Collected data:
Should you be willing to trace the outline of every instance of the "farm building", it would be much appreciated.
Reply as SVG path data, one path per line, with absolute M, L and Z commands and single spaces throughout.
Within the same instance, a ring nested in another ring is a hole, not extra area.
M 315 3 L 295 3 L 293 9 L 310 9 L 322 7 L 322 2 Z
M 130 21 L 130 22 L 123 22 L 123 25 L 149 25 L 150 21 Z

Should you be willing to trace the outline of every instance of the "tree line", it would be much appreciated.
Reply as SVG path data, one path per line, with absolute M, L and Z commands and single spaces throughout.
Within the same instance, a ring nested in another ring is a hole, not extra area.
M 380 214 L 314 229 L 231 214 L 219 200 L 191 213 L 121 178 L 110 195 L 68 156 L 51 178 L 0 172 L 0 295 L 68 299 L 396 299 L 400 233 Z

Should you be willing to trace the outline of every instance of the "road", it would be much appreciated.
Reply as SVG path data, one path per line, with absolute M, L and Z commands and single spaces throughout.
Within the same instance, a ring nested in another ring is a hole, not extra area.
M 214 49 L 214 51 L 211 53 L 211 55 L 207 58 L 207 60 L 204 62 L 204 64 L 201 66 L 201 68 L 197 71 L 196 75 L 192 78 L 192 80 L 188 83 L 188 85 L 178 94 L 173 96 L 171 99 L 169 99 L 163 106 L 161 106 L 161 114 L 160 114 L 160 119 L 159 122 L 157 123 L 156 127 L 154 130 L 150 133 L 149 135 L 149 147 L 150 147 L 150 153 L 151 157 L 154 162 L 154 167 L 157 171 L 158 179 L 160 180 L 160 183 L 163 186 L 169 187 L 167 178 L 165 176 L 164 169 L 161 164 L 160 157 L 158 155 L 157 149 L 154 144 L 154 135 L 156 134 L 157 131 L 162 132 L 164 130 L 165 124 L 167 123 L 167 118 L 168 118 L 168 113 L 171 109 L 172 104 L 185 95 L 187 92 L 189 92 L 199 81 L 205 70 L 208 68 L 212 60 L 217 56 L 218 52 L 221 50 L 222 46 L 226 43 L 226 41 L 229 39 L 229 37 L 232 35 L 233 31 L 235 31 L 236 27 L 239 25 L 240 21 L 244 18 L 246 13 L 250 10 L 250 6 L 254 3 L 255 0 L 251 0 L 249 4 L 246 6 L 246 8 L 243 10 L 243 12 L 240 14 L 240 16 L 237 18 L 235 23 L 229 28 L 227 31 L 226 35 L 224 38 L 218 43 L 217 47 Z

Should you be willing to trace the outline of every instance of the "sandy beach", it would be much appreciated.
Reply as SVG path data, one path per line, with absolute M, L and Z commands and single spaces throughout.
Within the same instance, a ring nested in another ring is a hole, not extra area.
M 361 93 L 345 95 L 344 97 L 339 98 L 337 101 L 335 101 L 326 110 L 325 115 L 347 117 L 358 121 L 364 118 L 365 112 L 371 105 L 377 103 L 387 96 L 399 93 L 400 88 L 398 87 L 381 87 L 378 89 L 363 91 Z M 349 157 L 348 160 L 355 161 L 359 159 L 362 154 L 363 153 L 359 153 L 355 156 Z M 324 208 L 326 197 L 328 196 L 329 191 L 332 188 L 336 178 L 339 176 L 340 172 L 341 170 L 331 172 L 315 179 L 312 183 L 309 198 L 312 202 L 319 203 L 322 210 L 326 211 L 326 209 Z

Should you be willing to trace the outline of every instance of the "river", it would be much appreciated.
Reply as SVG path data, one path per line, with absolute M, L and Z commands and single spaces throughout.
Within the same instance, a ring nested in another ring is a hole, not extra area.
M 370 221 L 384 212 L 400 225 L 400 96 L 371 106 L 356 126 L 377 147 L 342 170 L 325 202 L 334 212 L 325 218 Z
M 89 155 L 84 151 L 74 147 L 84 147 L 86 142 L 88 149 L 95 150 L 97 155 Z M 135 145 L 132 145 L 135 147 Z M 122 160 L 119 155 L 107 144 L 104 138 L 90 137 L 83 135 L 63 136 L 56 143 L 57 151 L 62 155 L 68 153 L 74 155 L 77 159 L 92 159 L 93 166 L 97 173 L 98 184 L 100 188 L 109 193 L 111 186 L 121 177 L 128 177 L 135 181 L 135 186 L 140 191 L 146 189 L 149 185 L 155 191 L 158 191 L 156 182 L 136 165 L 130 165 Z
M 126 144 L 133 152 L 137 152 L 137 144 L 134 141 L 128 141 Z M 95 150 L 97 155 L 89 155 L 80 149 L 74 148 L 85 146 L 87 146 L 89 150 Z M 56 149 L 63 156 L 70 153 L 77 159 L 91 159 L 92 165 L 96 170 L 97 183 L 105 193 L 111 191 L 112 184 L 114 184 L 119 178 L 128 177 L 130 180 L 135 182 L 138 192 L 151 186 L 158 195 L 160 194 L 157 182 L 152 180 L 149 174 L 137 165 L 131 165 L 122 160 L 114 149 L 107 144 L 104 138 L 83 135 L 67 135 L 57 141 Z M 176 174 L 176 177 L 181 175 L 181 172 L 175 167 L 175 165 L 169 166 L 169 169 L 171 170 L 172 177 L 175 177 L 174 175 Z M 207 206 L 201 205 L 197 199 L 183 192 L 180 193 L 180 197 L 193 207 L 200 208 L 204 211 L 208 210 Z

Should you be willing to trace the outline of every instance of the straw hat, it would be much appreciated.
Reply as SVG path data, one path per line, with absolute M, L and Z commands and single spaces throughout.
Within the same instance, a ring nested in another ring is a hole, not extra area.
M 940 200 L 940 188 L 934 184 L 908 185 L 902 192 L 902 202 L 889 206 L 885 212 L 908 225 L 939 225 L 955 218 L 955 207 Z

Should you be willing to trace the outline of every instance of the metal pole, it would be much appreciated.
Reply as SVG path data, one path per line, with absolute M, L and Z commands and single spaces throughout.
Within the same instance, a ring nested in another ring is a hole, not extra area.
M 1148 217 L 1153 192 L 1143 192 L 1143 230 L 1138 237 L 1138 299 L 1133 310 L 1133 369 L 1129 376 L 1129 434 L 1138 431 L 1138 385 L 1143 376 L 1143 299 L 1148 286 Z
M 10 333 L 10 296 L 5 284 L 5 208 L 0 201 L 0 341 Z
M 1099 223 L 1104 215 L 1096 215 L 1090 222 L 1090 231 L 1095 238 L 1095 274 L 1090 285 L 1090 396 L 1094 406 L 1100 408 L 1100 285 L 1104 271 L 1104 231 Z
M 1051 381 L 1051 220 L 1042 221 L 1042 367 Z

### [PROBLEM STATEMENT]
Some lines of the data may hold the word "willing". Say how many do, with nothing else.

### [RESULT BELOW]
7